GIVEN TASK. Extract every line in the entries below that contains the string "instance", and copy each one unchanged.

──────── EXTRACTED INFORMATION ────────

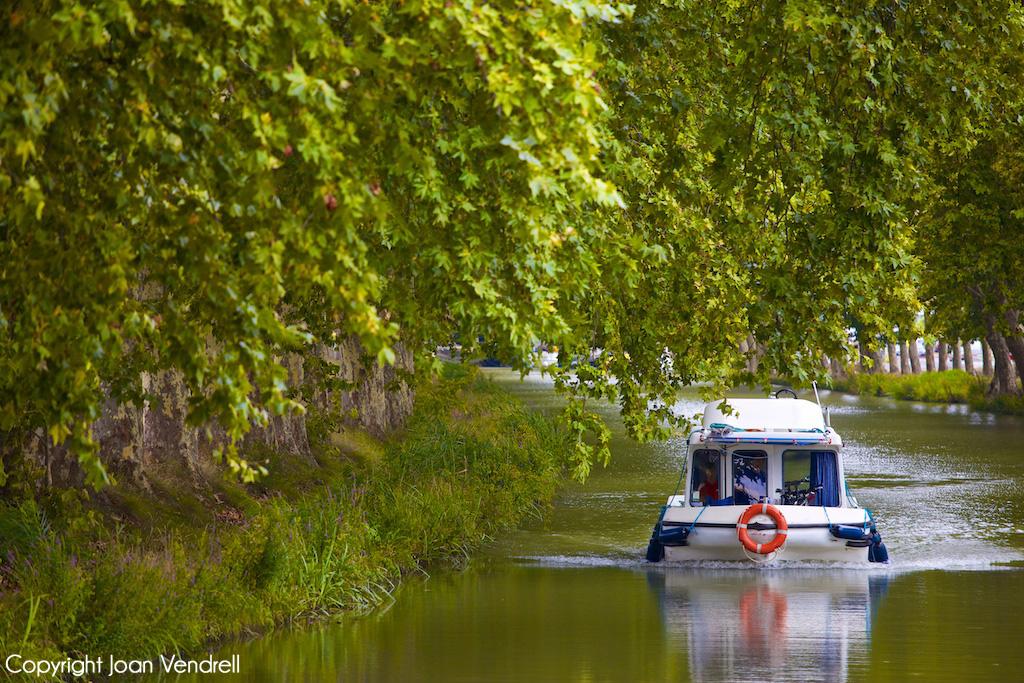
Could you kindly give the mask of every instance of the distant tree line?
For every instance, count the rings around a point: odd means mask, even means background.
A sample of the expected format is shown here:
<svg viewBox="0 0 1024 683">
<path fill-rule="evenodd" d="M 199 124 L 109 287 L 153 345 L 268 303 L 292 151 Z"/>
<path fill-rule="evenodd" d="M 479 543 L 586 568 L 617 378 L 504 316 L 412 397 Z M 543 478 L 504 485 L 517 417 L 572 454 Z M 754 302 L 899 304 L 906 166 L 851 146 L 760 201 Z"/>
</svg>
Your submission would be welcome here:
<svg viewBox="0 0 1024 683">
<path fill-rule="evenodd" d="M 7 3 L 0 462 L 103 481 L 154 373 L 234 442 L 339 338 L 601 349 L 557 373 L 578 476 L 588 399 L 660 436 L 681 386 L 821 378 L 922 309 L 1017 391 L 1022 36 L 1009 0 Z"/>
</svg>

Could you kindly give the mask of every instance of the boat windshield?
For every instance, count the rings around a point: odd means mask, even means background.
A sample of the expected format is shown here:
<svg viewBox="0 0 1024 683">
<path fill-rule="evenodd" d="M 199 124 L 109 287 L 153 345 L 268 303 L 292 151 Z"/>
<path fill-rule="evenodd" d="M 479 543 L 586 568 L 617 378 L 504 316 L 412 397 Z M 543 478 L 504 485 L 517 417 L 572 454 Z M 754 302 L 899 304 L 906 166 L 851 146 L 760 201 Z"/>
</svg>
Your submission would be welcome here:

────────

ANSWER FOR THE TASK.
Could you kindly give the mask of every instance of the distant tree line?
For every instance, count the rings around a point: odd means mask, even means background.
Could you kindly give the mask of every instance of the boat windshield?
For every instance, count the rings around a point: odd means mask, even means background.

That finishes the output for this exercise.